-- AIM OF THE EXERCISE --
Repeat exactly, and only, the lines of the entries below from the one with "Target: carved stone lion" through the one with "Report the position of every instance of the stone ledge", both ends included.

-- PROVIDED DATA --
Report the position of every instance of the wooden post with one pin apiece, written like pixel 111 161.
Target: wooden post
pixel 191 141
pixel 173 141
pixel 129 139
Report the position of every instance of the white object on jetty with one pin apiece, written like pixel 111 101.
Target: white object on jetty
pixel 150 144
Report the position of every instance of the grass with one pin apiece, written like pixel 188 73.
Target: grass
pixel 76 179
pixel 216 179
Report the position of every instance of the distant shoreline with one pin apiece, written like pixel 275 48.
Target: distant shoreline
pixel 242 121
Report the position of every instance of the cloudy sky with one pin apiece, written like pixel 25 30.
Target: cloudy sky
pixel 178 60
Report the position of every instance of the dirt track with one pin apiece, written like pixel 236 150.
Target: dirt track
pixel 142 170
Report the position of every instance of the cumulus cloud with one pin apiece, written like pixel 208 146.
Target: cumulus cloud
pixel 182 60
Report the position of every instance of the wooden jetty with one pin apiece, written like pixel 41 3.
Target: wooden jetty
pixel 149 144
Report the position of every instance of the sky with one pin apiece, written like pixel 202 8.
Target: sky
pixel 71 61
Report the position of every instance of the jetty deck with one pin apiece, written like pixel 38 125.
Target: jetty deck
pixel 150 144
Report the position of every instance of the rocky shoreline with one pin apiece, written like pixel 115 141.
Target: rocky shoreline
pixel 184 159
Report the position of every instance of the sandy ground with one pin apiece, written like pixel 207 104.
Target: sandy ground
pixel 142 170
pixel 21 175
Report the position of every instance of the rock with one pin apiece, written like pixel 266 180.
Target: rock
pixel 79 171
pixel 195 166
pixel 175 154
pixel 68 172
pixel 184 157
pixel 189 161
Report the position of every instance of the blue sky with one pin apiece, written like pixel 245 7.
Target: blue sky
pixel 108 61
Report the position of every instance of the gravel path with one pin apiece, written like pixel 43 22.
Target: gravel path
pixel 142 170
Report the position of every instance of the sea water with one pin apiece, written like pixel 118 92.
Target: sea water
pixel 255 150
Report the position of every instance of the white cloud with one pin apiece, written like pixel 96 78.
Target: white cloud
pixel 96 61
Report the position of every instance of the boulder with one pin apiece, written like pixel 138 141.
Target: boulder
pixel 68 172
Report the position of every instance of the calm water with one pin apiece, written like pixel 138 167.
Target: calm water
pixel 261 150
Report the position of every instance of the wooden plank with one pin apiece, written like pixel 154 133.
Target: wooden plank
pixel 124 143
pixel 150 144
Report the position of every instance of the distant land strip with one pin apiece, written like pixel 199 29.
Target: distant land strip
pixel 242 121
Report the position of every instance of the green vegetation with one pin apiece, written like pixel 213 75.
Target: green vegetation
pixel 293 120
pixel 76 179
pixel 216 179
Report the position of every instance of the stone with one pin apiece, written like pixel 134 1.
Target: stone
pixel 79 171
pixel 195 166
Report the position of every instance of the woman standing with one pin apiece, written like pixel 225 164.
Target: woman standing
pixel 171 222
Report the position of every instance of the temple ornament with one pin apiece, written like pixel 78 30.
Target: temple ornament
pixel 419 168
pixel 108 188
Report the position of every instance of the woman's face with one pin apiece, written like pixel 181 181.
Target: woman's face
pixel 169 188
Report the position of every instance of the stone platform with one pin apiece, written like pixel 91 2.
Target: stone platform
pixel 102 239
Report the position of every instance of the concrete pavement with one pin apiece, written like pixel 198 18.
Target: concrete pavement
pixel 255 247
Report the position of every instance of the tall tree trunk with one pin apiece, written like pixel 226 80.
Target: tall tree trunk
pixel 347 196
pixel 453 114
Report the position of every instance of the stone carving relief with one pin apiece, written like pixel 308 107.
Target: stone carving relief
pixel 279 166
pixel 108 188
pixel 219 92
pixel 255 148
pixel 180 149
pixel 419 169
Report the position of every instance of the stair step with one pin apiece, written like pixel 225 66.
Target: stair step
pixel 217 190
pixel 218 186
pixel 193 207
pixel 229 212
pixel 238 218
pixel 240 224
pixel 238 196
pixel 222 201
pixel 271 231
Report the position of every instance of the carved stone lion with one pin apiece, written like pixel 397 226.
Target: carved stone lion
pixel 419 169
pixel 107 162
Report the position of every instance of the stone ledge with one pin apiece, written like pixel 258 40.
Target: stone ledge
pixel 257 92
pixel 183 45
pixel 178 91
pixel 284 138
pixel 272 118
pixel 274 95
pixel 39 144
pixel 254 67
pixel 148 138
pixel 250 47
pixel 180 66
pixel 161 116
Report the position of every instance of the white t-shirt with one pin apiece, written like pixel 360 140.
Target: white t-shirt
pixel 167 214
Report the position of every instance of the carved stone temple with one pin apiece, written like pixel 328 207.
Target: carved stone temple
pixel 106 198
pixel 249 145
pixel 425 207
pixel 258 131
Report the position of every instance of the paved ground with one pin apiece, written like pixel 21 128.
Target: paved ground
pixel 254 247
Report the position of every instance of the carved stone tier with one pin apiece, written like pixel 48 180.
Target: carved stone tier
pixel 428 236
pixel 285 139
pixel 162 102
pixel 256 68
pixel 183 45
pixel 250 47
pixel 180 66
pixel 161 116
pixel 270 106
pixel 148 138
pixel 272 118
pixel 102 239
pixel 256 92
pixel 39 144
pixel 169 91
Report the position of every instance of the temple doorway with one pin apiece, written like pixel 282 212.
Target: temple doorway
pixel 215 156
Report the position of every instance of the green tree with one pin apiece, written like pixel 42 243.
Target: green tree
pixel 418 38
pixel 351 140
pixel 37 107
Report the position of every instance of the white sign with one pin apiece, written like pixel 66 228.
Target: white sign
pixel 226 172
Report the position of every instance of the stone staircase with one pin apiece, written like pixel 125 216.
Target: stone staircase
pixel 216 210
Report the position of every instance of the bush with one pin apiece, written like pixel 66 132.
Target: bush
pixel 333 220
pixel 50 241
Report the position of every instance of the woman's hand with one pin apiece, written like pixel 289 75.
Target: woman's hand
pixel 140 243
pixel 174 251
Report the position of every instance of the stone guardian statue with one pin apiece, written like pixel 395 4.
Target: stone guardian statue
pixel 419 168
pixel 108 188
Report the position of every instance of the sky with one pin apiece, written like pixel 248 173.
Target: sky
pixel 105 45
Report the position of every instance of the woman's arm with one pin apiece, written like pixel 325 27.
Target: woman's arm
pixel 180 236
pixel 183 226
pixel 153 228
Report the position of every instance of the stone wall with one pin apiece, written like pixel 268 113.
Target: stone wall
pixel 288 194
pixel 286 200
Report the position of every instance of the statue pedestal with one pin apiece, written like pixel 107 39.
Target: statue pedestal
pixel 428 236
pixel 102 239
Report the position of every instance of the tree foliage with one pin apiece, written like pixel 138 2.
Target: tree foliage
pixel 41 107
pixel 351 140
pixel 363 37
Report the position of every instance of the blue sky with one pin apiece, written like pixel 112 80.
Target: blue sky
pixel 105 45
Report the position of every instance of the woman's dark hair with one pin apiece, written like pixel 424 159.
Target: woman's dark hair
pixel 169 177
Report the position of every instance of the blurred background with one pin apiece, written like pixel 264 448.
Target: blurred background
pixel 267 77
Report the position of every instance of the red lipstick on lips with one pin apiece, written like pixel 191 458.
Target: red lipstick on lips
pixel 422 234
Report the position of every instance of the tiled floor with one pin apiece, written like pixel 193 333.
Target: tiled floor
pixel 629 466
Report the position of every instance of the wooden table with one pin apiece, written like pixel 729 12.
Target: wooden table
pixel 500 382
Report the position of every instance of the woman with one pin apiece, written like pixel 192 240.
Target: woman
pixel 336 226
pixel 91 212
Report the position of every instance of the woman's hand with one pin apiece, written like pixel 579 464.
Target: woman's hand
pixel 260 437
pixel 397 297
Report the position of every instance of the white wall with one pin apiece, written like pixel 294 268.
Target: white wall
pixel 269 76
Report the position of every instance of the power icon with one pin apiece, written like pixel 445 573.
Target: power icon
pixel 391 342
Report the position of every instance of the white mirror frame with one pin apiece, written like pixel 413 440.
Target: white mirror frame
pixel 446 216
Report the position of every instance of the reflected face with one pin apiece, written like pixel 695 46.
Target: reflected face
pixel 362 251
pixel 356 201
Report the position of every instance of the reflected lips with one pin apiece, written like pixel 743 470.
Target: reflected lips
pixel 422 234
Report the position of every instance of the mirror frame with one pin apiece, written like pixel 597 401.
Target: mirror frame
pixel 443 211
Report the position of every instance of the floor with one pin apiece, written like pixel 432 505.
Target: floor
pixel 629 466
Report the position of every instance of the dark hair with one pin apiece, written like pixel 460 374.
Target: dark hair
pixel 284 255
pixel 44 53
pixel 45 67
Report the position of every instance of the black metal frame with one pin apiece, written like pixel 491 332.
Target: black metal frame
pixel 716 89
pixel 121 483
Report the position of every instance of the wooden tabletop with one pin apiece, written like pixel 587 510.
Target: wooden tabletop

-- ANSWER AREA --
Target: carved stone lion
pixel 419 169
pixel 107 162
Report the position of every instance of the stone ledge with one pin apiece, written like pixel 258 40.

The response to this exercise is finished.